Exercise text:
======
Thank you, George, very much.

This is Muin Khoury and I'm from the CDC Office of Family Genomics.

I'm looking at the clock here.

We have about ten minutes for discussion and so those of you in the room and on the web,

please send your questions.

I see that we have one question already.

Just to start off the discussion and again I've just being watching the field of Mendelian

randomization grow so much over the last decade in large part due to your efforts George and

it's amazing to see that now we have conferences dedicated to Mendelian randomization where

you have 200 to 300 people at a time trying to do studies.

I do remember distinctly more than ten years ago in the early days of Mendelian randomization

where we invited George to CDC to give a talk.

He flew in one day, gave a talk and then flew back out to the UK the next day.

And it was like a whirlwind of activities.

So, this just is sort of a global question and I like the idea of triangulation that

you put at the end.

I want to push you a little bit and see if others have any specific questions, so you've

used the example of selenium and prostate cancer as potentially if we had Mendelian

randomization study we may or may not have done an expensive randomized clinical trial,

even though that observation study is around selenium and prostate cancer protective effect

were quite suggestive.

So how do we actually use MR studies to either avoid or accelerate RCDs or even do away with

them?

So, for example, in this case wouldn't have done an RCT or maybe in another case we would

have accelerated or said, oh, we need an RCT here, because MR is pointed in that direction.

Or could there be situations where an RCT is not even needed and you can jump to causality?

I mean, given all the limitations of the instrumental variable approach what would be kind of your

take on the ultimate utility of Mendelian randomization to either avoid or accelerate

the process of randomization and causal inference?

GEORGE DAVEY SMITH: Thanks.

So, I think that Mendelian randomization should help virtualize trials.

So, I think it provides some evidence when you can't do a trial on cardiovascular risk

factor.

I think even 20 something years ago someone had counted 256 cardiovascular risk factors

that have been proposed.
======
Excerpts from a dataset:
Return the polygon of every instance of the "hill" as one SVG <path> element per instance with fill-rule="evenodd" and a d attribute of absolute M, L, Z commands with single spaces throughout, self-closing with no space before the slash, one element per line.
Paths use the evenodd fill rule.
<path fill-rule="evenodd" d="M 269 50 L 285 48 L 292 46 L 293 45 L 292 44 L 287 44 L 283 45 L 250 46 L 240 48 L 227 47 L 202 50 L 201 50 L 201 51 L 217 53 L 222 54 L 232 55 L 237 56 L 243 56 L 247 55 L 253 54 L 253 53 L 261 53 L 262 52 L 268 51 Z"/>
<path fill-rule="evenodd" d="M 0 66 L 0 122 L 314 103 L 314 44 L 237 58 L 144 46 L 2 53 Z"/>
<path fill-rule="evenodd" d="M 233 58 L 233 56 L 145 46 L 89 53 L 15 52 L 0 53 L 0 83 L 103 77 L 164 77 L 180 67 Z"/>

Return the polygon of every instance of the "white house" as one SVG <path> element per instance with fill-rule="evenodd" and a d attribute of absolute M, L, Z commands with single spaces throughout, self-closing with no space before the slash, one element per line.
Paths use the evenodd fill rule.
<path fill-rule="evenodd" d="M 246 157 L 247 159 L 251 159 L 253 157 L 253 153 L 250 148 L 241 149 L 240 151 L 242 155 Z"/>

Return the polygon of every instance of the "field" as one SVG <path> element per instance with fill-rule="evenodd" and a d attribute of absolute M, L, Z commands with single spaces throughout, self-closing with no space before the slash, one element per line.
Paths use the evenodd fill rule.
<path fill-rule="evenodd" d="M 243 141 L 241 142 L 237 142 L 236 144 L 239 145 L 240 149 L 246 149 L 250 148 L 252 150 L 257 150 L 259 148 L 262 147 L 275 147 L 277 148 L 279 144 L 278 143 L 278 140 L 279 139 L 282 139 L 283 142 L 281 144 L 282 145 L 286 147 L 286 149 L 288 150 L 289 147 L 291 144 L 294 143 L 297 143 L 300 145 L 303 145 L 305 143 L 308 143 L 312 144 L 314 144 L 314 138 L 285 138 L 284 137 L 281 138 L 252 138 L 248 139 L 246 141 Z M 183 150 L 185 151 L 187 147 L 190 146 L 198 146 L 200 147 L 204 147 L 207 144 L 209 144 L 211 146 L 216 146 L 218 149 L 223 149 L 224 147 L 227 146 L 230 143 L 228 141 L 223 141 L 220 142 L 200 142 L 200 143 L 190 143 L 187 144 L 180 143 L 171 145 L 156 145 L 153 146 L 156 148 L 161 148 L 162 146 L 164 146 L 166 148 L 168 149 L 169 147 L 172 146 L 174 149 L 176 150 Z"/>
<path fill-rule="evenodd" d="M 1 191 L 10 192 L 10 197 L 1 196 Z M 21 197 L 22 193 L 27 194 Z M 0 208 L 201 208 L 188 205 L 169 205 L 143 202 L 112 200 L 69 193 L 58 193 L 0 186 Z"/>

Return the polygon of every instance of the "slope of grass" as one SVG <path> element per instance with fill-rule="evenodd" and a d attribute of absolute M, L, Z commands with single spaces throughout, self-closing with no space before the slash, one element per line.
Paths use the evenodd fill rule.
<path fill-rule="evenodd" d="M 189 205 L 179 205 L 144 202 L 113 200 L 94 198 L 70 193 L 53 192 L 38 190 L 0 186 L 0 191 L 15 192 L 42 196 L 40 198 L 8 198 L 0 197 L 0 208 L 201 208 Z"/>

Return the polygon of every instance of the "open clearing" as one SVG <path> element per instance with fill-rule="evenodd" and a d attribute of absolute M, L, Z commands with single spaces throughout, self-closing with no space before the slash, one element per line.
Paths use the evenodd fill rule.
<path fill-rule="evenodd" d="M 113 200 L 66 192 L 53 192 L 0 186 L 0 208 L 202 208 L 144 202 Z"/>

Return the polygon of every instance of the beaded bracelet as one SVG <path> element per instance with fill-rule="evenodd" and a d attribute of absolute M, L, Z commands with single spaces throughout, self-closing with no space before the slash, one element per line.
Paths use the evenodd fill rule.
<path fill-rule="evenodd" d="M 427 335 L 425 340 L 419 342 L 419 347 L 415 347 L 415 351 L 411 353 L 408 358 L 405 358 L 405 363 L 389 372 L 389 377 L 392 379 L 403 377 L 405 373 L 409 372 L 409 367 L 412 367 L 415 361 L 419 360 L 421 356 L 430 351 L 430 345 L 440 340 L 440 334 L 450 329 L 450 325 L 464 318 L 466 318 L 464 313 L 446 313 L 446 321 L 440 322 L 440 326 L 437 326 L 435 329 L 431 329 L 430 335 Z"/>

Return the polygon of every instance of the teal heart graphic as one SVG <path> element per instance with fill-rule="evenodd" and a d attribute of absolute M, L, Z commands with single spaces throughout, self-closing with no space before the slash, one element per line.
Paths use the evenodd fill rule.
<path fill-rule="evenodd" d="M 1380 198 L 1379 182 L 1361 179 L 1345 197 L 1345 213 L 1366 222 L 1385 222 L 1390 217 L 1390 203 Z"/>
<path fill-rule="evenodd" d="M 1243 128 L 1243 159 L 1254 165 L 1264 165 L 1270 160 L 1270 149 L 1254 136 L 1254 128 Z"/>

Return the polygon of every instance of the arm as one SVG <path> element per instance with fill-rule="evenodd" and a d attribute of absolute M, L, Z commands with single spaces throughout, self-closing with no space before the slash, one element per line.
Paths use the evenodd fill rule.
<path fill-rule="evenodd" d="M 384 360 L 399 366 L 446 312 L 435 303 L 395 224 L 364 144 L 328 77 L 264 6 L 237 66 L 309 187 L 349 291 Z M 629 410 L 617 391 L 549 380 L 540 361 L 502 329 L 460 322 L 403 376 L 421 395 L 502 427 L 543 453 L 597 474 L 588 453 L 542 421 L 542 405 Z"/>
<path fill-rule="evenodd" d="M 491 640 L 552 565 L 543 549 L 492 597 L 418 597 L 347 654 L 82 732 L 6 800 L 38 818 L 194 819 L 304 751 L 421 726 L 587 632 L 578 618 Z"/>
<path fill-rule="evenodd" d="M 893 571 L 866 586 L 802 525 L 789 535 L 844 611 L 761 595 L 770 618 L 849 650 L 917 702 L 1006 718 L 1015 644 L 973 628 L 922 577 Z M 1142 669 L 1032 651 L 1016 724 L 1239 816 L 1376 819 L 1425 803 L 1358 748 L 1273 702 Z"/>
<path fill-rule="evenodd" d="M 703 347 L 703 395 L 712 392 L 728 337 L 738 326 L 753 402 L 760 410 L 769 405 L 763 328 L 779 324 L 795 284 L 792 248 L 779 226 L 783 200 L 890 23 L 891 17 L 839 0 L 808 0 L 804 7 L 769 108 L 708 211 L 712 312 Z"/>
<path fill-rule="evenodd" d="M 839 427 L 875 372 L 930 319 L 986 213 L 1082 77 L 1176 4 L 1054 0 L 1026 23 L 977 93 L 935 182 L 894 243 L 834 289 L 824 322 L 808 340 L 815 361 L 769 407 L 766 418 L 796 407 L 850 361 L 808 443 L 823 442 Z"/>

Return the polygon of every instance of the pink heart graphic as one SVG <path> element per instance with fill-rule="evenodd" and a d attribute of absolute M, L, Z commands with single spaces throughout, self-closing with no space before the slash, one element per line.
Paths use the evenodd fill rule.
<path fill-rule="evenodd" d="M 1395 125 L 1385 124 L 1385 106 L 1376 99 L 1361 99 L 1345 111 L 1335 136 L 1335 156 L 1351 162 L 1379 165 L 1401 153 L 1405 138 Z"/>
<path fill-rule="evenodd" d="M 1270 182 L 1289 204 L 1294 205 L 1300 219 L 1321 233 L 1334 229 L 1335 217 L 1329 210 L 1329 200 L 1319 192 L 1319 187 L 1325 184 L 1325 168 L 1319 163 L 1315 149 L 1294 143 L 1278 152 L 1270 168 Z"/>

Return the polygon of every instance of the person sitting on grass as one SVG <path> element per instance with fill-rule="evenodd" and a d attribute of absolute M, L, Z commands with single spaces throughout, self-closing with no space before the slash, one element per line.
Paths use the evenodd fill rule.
======
Complete the following:
A - In the Mendelian randomization transcript, repeat the passage starting with "I want to push" and going on through "were quite suggestive.".
B - Answer these questions from the Mendelian randomization transcript, one per line:
(i) Which CDC office does Muin Khoury say he is from?
(ii) How many people at a time attend the conferences dedicated to Mendelian randomization?
(iii) How many proposed cardiovascular risk factors had someone counted?

Your written answers:
A -
I want to push you a little bit and see if others have any specific questions, so you've

used the example of selenium and prostate cancer as potentially if we had Mendelian

randomization study we may or may not have done an expensive randomized clinical trial,

even though that observation study is around selenium and prostate cancer protective effect

were quite suggestive.

B -
(i) The CDC Office of Family Genomics
(ii) 200 to 300
(iii) 256